* PROBLEM
Will you transcribe the entries that follow, exactly and in full?

[Point placement records]
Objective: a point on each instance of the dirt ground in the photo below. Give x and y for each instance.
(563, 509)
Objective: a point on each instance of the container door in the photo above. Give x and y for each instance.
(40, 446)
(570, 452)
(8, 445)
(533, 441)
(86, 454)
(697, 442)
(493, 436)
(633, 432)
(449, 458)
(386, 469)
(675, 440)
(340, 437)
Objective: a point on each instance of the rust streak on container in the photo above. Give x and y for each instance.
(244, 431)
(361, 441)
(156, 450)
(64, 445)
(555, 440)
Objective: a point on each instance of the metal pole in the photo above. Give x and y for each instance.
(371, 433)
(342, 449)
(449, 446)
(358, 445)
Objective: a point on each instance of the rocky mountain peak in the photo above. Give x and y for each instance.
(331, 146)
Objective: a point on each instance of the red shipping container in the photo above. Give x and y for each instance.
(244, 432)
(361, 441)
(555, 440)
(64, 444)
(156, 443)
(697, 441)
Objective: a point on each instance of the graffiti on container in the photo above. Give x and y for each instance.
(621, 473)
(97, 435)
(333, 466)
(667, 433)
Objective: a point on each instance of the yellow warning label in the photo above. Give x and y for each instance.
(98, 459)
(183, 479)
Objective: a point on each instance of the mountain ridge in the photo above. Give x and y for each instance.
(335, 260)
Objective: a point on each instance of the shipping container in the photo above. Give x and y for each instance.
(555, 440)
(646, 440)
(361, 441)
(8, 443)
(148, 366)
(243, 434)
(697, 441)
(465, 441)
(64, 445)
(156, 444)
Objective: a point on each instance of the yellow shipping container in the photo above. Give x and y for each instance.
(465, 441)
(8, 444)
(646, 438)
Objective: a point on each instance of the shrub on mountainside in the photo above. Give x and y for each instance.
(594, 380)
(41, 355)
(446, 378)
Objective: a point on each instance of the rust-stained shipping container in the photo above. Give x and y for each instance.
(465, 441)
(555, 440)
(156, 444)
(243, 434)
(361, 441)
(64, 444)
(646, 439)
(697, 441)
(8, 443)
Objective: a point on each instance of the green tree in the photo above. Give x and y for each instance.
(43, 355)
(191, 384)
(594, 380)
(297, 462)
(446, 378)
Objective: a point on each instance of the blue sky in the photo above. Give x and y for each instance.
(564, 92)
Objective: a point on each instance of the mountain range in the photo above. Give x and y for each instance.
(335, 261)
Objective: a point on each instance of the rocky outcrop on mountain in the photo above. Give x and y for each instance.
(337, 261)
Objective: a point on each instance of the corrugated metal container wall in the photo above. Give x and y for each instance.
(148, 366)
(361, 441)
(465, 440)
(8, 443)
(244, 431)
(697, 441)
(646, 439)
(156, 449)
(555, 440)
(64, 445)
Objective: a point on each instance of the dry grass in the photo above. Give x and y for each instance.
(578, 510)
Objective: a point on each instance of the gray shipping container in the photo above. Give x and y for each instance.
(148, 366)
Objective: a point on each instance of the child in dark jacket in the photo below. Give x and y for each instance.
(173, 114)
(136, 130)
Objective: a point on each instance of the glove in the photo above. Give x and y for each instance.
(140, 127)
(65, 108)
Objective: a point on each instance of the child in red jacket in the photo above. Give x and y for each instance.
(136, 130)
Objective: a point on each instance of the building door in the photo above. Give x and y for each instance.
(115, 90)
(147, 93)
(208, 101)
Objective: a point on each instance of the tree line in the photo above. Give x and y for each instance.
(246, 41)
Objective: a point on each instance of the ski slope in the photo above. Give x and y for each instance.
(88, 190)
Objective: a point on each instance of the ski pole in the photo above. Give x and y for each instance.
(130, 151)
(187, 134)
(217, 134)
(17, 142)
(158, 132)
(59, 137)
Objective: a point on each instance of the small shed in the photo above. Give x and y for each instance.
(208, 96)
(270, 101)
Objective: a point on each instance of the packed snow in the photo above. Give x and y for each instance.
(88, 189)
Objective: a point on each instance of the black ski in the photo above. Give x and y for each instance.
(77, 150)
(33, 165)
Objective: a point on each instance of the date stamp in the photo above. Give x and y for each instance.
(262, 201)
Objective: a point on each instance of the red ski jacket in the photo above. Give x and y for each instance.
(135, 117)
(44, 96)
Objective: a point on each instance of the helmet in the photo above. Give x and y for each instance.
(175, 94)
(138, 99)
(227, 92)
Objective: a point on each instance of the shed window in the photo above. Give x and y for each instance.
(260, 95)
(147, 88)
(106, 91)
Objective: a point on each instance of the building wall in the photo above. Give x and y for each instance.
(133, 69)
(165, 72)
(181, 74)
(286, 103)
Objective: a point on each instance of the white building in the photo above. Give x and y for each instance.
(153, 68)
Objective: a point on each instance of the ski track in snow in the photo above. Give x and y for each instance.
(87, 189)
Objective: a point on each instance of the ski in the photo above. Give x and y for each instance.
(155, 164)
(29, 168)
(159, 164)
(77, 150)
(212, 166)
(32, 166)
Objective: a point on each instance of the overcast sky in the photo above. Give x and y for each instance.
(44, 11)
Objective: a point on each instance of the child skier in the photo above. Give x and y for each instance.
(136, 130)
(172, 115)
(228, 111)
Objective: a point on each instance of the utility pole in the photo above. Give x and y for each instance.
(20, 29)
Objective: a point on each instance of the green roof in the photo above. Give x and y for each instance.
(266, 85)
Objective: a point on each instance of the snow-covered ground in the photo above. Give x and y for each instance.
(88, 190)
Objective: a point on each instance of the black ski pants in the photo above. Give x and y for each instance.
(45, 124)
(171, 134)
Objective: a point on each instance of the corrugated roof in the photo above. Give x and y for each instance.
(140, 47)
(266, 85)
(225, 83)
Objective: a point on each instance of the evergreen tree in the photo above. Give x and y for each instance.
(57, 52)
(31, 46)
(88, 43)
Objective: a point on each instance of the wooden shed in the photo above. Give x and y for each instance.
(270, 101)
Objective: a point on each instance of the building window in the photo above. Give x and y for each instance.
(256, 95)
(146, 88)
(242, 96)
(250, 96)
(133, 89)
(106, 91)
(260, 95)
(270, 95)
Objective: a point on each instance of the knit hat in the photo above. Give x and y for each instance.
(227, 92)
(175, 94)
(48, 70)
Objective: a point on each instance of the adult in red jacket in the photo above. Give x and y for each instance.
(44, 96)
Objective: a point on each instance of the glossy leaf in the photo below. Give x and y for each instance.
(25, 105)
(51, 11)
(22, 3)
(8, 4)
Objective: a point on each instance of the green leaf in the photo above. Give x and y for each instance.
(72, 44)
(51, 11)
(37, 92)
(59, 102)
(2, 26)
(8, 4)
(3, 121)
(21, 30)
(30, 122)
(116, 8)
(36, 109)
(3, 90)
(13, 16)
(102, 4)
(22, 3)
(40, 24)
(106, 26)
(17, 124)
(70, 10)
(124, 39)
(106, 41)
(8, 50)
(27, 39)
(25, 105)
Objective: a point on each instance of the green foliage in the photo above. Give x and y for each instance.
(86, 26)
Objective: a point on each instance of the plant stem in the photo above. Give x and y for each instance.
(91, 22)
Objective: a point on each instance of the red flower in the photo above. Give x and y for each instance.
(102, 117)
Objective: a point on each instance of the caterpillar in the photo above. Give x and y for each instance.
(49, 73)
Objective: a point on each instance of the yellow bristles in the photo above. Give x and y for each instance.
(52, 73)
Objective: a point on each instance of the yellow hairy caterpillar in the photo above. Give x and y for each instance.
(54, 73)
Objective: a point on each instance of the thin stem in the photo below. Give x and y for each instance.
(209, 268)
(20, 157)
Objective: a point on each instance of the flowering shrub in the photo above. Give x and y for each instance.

* ANSWER TO THIS EXERCISE
Objective: a point on each instance of the dirt ground in the photo below. Give x and y for each instance.
(563, 509)
Objective: a point on each instance of the container door in the photo above. Give x and y for each instance.
(40, 446)
(570, 452)
(8, 445)
(533, 441)
(86, 454)
(697, 442)
(493, 436)
(633, 432)
(449, 458)
(386, 469)
(675, 440)
(340, 437)
Objective: a point on each instance of the rust streak on container in the photo above. Give x and y for each instance.
(244, 431)
(361, 441)
(156, 450)
(64, 445)
(555, 440)
Objective: a point on each instance of the metal pole in the photo above. Give x and y for each instance.
(371, 433)
(342, 449)
(449, 446)
(358, 445)
Objective: a point on each instance of the rocky mountain peak in the photo above. Give x and y for each instance.
(331, 146)
Objective: a point on each instance of the red shipping container in the photo above. Give x and y for each instance.
(244, 432)
(361, 441)
(555, 440)
(64, 444)
(156, 443)
(697, 441)
Objective: a point on each instance of the graffiti on container in the photo above. Give x and y for each instance.
(621, 473)
(97, 435)
(333, 466)
(667, 433)
Objective: a point on each instance of the yellow warning label in the photo above. Give x and y for each instance.
(98, 459)
(183, 479)
Objective: a point on each instance of the mountain ridge in the photo above. Give x and y for each instance.
(335, 260)
Objective: a point on each instance of the shipping container in the photo above. Give x and y for each instance.
(555, 440)
(646, 440)
(361, 441)
(8, 443)
(148, 366)
(243, 434)
(697, 441)
(465, 441)
(64, 445)
(156, 444)
Objective: a point on each instance of the yellow shipping container in the photo above. Give x and y for each instance.
(465, 441)
(8, 444)
(646, 438)
Objective: a point on each instance of the shrub on mountainside in the photo above. Give x and y for each instance.
(594, 380)
(41, 355)
(446, 378)
Objective: a point on each instance of the rust-stained shipping container in the photo above. Give x and y for each instance.
(465, 441)
(555, 440)
(156, 444)
(243, 434)
(361, 441)
(64, 444)
(646, 439)
(697, 441)
(8, 443)
Objective: a point on each instance of the green tree in the photo above. Give x and y for each instance.
(43, 355)
(191, 384)
(594, 380)
(297, 462)
(446, 378)
Objective: a point on each instance of the blue sky in the photo above. Give x and y for each instance.
(564, 92)
Objective: a point on each instance of the mountain range in the photo above. Give x and y for each instance.
(335, 261)
Objective: a point on each instance of the rocky outcrop on mountain in the photo above. Give x and y for each instance.
(337, 261)
Objective: a point on each instance of the corrugated metal container wall in the photo above. Give x and y for each instance.
(148, 366)
(361, 441)
(465, 440)
(8, 443)
(244, 431)
(697, 441)
(646, 439)
(156, 449)
(555, 440)
(64, 445)
Objective: a point on each instance of the dry grass in the photo above. Give x and y for each instance.
(578, 510)
Objective: a point on each instance of the gray shipping container in the photo above. Give x and y for each instance.
(148, 366)
Objective: a point on each instance of the child in dark jacket in the photo below. Give x and y for each instance.
(173, 114)
(136, 130)
Objective: a point on each instance of the glove in the photo above. Give x and y for each instance.
(140, 127)
(65, 108)
Objective: a point on each instance of the child in red jacket in the photo above. Give x and y for each instance.
(136, 130)
Objective: a point on each instance of the building door in the photo above. Give x and y for each instance.
(115, 90)
(147, 93)
(208, 101)
Objective: a point on each instance of the tree line in the photo above. Give x and y for each instance.
(246, 41)
Objective: a point on each instance of the ski slope in the photo above. Give x and y for each instance.
(88, 190)
Objective: a point on each instance of the ski pole in the photo above. Give x and y for each instance.
(130, 151)
(187, 134)
(217, 134)
(17, 142)
(158, 132)
(59, 137)
Objective: a point on each instance of the small shed in the photo above. Give x and y for each instance.
(208, 96)
(270, 101)
Objective: a point on each instance of the packed snow in the photo above. Give x and y for each instance.
(88, 189)
Objective: a point on each instance of the black ski in the photo above. Give x and y for each instance.
(77, 150)
(33, 165)
Objective: a point on each instance of the date stamp in the photo above. Give x and y for each instance.
(262, 201)
Objective: a point on each instance of the red ski jacket in the photo above. Give x and y for each instance.
(135, 117)
(44, 96)
Objective: a point on each instance of the helmet in the photo above. Give x and y for each instance.
(175, 94)
(138, 99)
(227, 92)
Objective: a point on each instance of the shed window in the photo above. Give x and y for each instance.
(260, 95)
(147, 88)
(106, 91)
Objective: a point on each instance of the building wall in the photo above. Give x and y for each instance.
(133, 69)
(165, 72)
(181, 74)
(286, 103)
Objective: a point on each instance of the white building in the photo above. Give x and y for each instance.
(153, 68)
Objective: a point on each instance of the ski track in snow in the photo above. Give x and y for each instance.
(87, 189)
Objective: a point on each instance of the ski in the photo above. Give x and y for each instance.
(155, 164)
(29, 168)
(159, 164)
(77, 150)
(212, 166)
(32, 166)
Objective: a point on each instance of the overcast sky in the photo above. Give x and y for each instance.
(44, 11)
Objective: a point on each instance of the child skier in the photo above. Give x and y for each instance.
(136, 130)
(172, 115)
(228, 111)
Objective: a point on each instance of the utility pole in the photo above. Give x and y for each instance.
(20, 29)
Objective: a point on each instance of the green roof in the photo above. Give x and y for each instance.
(266, 85)
Objective: a point on each instance of the snow-covered ground in the photo above. Give x and y for each instance.
(88, 190)
Objective: a point on each instance of the black ski pants in the photo above. Give x and y for each instance.
(45, 124)
(171, 134)
Objective: a point on each instance of the corrugated roof in the photo above. Give x and y for each instance.
(140, 47)
(266, 85)
(225, 83)
Objective: a point on each instance of the evergreen tree in the photo above. Give x and y for each instance.
(57, 52)
(31, 46)
(88, 43)
Objective: a point on each instance of the wooden shed in the photo above. Give x and y for each instance.
(270, 101)
Objective: a point on each instance of the building window in the photo above. Give x and y for each instance.
(256, 95)
(146, 88)
(242, 96)
(250, 96)
(133, 89)
(106, 91)
(260, 95)
(270, 95)
Objective: a point on each instance of the knit hat in the photo above. Give x and y for each instance.
(227, 92)
(175, 94)
(48, 70)
Objective: a point on each instance of the adult in red jacket in the photo above. Give x and y for each instance.
(44, 96)
Objective: a point on each instance of the glossy leaf in the photo below. Give x and y for each instance.
(25, 105)
(51, 11)
(22, 3)
(8, 4)
Objective: a point on each instance of the green leaf in the photo above. Give x and y for each instance.
(72, 44)
(51, 11)
(37, 92)
(59, 102)
(2, 26)
(8, 4)
(3, 121)
(21, 30)
(30, 122)
(116, 8)
(36, 109)
(3, 90)
(13, 16)
(102, 4)
(22, 3)
(40, 24)
(106, 26)
(17, 124)
(70, 10)
(124, 39)
(106, 41)
(8, 50)
(27, 39)
(25, 105)
Objective: a point on each instance of the green foliage in the photo above. Give x and y for each instance.
(86, 26)
Objective: a point on each instance of the plant stem in the photo above. Give x and y for each instance.
(91, 22)
Objective: a point on each instance of the red flower in the photo above. Give x and y for each instance.
(102, 117)
Objective: a point on each instance of the caterpillar in the photo above. Give x and y for each instance.
(49, 73)
Objective: a point on each instance of the yellow bristles in the photo above. Give x and y for each instance.
(52, 73)
Objective: a point on each instance of the yellow hairy caterpillar in the photo above. Give x and y for each instance.
(54, 73)
Objective: a point on each instance of the thin stem in the photo below. Give x and y for each instance.
(209, 268)
(20, 157)
Objective: a point on each instance of the flowering shrub in the photo above. Give x and y for each instance.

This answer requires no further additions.